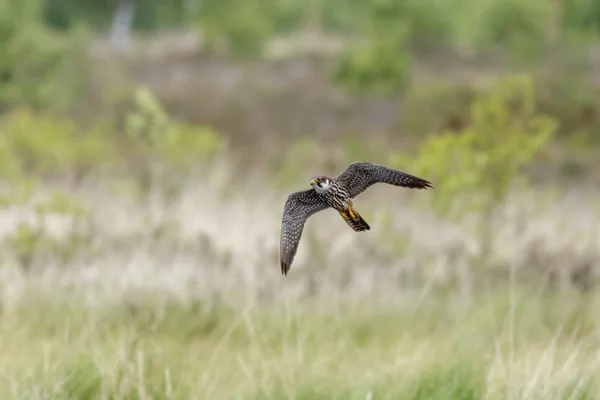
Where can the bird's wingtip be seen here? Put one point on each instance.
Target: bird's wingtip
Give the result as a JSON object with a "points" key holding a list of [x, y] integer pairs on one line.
{"points": [[284, 268]]}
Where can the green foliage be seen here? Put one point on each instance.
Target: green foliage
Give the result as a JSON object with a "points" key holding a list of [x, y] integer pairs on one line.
{"points": [[476, 167], [45, 144], [36, 68], [157, 135], [384, 63], [240, 27]]}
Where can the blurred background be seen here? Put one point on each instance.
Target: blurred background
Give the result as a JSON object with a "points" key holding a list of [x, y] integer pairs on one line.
{"points": [[147, 149]]}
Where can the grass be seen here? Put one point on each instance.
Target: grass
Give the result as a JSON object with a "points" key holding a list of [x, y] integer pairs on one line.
{"points": [[161, 348], [201, 311]]}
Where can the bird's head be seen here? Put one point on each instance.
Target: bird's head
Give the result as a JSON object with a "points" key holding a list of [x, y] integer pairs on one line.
{"points": [[320, 183]]}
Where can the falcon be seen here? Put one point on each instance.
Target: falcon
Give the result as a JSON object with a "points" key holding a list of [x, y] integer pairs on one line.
{"points": [[336, 193]]}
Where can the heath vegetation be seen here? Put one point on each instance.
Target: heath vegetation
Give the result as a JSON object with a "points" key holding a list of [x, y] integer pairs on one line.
{"points": [[142, 187]]}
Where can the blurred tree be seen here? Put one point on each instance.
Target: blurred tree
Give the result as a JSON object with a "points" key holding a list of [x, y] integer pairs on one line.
{"points": [[474, 170], [121, 27], [383, 63], [240, 27], [34, 63]]}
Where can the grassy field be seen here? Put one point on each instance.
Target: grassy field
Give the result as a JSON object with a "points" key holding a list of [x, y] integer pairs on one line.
{"points": [[508, 345], [184, 300]]}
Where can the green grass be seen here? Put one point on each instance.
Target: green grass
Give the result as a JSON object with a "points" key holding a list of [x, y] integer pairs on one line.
{"points": [[519, 346]]}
####################
→ **Problem to work on**:
Recast the records from the line containing "Where can the grassy" through the end of the records, including both ends, as a two-column CSV with the columns text and answer. Give one row per record, with each field quoted and its line breaks replaced by spaces.

→ **Response**:
text,answer
"Where can the grassy field be seen here? Put one point on each instance. Target: grassy field Give the result as a JSON object with a ""points"" key holding a list of [x, y] integer pairs on one line.","{""points"": [[508, 345], [184, 300]]}"
"Where can the green grass be seen here? Put one point on each instance. Target: green grass Give the result as a JSON object with a ""points"" key holding a list of [x, y] integer pairs on one line.","{""points"": [[519, 346]]}"